YOUR TASK: Please write out all the entries below again, replacing "one per instance" with "one for each instance" wherever it occurs and leaving everything else unchanged.

<<<<

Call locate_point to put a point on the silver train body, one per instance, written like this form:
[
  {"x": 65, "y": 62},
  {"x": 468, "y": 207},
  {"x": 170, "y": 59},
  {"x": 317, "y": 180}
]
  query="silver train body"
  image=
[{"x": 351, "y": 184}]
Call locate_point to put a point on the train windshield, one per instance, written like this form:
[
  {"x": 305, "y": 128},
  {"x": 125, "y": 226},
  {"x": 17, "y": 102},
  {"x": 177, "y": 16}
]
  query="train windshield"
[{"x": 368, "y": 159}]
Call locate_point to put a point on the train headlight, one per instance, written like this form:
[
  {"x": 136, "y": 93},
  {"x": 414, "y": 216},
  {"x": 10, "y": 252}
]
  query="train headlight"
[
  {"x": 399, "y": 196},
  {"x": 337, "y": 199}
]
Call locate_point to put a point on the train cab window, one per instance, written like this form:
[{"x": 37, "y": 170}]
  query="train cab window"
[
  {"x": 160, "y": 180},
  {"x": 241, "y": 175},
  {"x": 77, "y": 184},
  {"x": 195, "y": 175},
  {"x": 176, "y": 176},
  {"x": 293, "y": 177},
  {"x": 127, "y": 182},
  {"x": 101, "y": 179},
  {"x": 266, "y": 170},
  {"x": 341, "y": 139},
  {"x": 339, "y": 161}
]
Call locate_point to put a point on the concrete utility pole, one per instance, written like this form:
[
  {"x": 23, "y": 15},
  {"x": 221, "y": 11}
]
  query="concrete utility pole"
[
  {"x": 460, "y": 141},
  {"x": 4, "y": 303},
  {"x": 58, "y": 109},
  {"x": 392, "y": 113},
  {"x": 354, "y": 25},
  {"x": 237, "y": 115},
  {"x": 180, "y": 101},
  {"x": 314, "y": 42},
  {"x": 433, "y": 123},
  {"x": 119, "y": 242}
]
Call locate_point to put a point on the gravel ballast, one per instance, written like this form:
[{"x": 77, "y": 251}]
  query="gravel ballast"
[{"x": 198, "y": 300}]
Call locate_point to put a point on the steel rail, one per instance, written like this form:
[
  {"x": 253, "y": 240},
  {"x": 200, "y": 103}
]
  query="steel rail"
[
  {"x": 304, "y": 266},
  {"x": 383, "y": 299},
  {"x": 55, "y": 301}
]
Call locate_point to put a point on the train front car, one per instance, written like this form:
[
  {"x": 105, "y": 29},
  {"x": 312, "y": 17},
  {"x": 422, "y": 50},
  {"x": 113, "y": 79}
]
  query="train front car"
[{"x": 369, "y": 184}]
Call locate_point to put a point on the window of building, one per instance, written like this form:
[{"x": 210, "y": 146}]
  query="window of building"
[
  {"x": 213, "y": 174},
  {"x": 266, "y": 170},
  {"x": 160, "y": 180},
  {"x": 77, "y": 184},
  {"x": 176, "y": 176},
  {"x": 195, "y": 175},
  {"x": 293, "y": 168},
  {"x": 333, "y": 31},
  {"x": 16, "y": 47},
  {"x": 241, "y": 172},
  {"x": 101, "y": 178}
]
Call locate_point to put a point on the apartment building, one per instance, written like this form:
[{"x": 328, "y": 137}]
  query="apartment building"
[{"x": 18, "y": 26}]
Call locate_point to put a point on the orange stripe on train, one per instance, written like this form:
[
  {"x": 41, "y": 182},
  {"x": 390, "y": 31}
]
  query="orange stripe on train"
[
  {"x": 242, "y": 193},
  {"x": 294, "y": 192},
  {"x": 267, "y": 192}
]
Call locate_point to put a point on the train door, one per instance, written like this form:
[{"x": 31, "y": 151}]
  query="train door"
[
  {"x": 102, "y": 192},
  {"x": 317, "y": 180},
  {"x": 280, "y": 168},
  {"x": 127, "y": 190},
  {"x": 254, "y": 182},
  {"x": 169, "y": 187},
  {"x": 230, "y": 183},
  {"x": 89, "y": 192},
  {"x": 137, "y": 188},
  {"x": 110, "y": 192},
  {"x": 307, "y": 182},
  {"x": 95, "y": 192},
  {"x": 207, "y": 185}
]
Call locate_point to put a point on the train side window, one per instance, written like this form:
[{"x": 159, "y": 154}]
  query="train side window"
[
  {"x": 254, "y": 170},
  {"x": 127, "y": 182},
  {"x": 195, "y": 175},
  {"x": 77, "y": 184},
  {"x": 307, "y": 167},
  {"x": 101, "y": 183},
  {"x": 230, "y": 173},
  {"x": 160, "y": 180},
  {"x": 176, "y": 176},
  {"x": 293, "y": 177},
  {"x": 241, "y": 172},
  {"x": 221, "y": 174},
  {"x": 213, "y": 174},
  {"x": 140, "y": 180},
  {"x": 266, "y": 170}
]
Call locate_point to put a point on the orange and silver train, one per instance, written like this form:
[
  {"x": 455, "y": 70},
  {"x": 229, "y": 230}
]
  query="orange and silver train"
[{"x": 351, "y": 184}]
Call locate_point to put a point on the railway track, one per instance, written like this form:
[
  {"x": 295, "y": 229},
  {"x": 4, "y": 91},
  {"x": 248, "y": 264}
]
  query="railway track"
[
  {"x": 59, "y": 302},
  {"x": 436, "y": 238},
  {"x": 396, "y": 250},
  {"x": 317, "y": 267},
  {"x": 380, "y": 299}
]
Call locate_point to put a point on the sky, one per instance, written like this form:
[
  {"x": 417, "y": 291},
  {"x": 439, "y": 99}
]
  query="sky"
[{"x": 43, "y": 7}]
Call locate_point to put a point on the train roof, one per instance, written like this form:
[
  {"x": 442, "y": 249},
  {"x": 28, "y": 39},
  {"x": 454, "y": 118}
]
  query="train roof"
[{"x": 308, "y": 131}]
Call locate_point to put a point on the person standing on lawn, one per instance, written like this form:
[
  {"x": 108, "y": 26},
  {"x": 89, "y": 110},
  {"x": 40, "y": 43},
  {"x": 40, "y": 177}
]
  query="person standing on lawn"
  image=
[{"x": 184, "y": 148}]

>>>>

OUTPUT:
Call locate_point to put a point on the silver train body, one for each instance, written like this form:
[
  {"x": 65, "y": 62},
  {"x": 468, "y": 207},
  {"x": 170, "y": 59},
  {"x": 317, "y": 180}
]
  query="silver train body"
  image=
[{"x": 351, "y": 184}]
Call locate_point to put a point on the train windshield, one for each instance, written like this form:
[
  {"x": 305, "y": 128},
  {"x": 125, "y": 226},
  {"x": 17, "y": 102},
  {"x": 177, "y": 16}
]
  query="train windshield"
[{"x": 368, "y": 159}]
Call locate_point to put a point on the train headlight, one for each instance, written like this form:
[
  {"x": 136, "y": 93},
  {"x": 414, "y": 216},
  {"x": 10, "y": 252}
]
  query="train headlight"
[
  {"x": 399, "y": 196},
  {"x": 337, "y": 199}
]
Call locate_point to put a point on the train cab window, one for each instance, written like this form:
[{"x": 37, "y": 170}]
  query="train cab window"
[
  {"x": 160, "y": 180},
  {"x": 241, "y": 175},
  {"x": 77, "y": 184},
  {"x": 195, "y": 175},
  {"x": 176, "y": 176},
  {"x": 293, "y": 177},
  {"x": 127, "y": 182},
  {"x": 101, "y": 179},
  {"x": 266, "y": 170},
  {"x": 341, "y": 139},
  {"x": 339, "y": 161}
]
Call locate_point to put a point on the concrete utility pole, one for each instance, written like this form:
[
  {"x": 23, "y": 15},
  {"x": 221, "y": 11}
]
  query="concrete utility pole"
[
  {"x": 460, "y": 141},
  {"x": 4, "y": 303},
  {"x": 58, "y": 109},
  {"x": 392, "y": 113},
  {"x": 354, "y": 25},
  {"x": 237, "y": 115},
  {"x": 180, "y": 101},
  {"x": 314, "y": 42},
  {"x": 433, "y": 123},
  {"x": 119, "y": 242}
]
Call locate_point to put a point on the gravel ballast, one for each instance, written like this form:
[{"x": 77, "y": 251}]
  query="gravel ballast"
[{"x": 198, "y": 300}]
Call locate_point to put a point on the steel rail, one for each instance, written like this form:
[
  {"x": 253, "y": 240},
  {"x": 200, "y": 103}
]
  query="steel rail"
[
  {"x": 304, "y": 266},
  {"x": 383, "y": 299},
  {"x": 55, "y": 301}
]
Call locate_point to put a point on the train front car, one for each instance, written like this form:
[
  {"x": 105, "y": 29},
  {"x": 312, "y": 17},
  {"x": 422, "y": 50},
  {"x": 113, "y": 79}
]
  query="train front car"
[{"x": 369, "y": 184}]
Call locate_point to put a point on the window of building, one for each instance, written like this form:
[{"x": 210, "y": 146}]
  query="window of building"
[
  {"x": 213, "y": 174},
  {"x": 266, "y": 170},
  {"x": 160, "y": 180},
  {"x": 77, "y": 184},
  {"x": 176, "y": 176},
  {"x": 195, "y": 175},
  {"x": 293, "y": 168},
  {"x": 333, "y": 31},
  {"x": 16, "y": 47},
  {"x": 241, "y": 172},
  {"x": 101, "y": 178}
]
Call locate_point to put a point on the apartment building, one for each instance, written like this form:
[{"x": 328, "y": 137}]
  query="apartment building"
[{"x": 18, "y": 26}]
Call locate_point to put a point on the orange stripe on train, one for each instance, written like this form:
[
  {"x": 41, "y": 182},
  {"x": 390, "y": 31}
]
  query="orange stripe on train"
[
  {"x": 242, "y": 193},
  {"x": 294, "y": 192},
  {"x": 267, "y": 192}
]
Call locate_point to put a point on the train door, one for each instance, written like this form:
[{"x": 31, "y": 151}]
  query="train door"
[
  {"x": 102, "y": 192},
  {"x": 317, "y": 180},
  {"x": 280, "y": 168},
  {"x": 127, "y": 190},
  {"x": 254, "y": 182},
  {"x": 169, "y": 187},
  {"x": 230, "y": 183},
  {"x": 89, "y": 192},
  {"x": 137, "y": 188},
  {"x": 110, "y": 192},
  {"x": 307, "y": 182},
  {"x": 95, "y": 192},
  {"x": 207, "y": 185}
]
Call locate_point to put a point on the train side window, one for each instance, written like this form:
[{"x": 159, "y": 154}]
  query="train side window"
[
  {"x": 254, "y": 170},
  {"x": 127, "y": 182},
  {"x": 195, "y": 175},
  {"x": 77, "y": 184},
  {"x": 307, "y": 167},
  {"x": 101, "y": 183},
  {"x": 230, "y": 173},
  {"x": 160, "y": 180},
  {"x": 176, "y": 176},
  {"x": 293, "y": 177},
  {"x": 241, "y": 172},
  {"x": 221, "y": 174},
  {"x": 213, "y": 174},
  {"x": 140, "y": 180},
  {"x": 266, "y": 170}
]
Call locate_point to put a point on the orange and silver train, one for each instance, written like this form:
[
  {"x": 455, "y": 70},
  {"x": 229, "y": 230}
]
  query="orange and silver train"
[{"x": 351, "y": 184}]
Call locate_point to put a point on the railway track, one for each instance, written like this form:
[
  {"x": 295, "y": 229},
  {"x": 4, "y": 91},
  {"x": 248, "y": 264}
]
  query="railway track"
[
  {"x": 59, "y": 302},
  {"x": 436, "y": 238},
  {"x": 396, "y": 250},
  {"x": 317, "y": 267},
  {"x": 380, "y": 299}
]
Call locate_point to put a point on the sky, one for each instance, written like this form:
[
  {"x": 417, "y": 291},
  {"x": 439, "y": 99}
]
  query="sky"
[{"x": 43, "y": 7}]
Call locate_point to put a point on the train roof, one for each instance, written like this form:
[
  {"x": 442, "y": 249},
  {"x": 28, "y": 39},
  {"x": 454, "y": 118}
]
  query="train roof"
[{"x": 308, "y": 131}]
Call locate_point to put a point on the person standing on lawn, one for each instance, written like this form:
[
  {"x": 108, "y": 26},
  {"x": 89, "y": 110},
  {"x": 40, "y": 43},
  {"x": 40, "y": 177}
]
  query="person standing on lawn"
  image=
[{"x": 184, "y": 148}]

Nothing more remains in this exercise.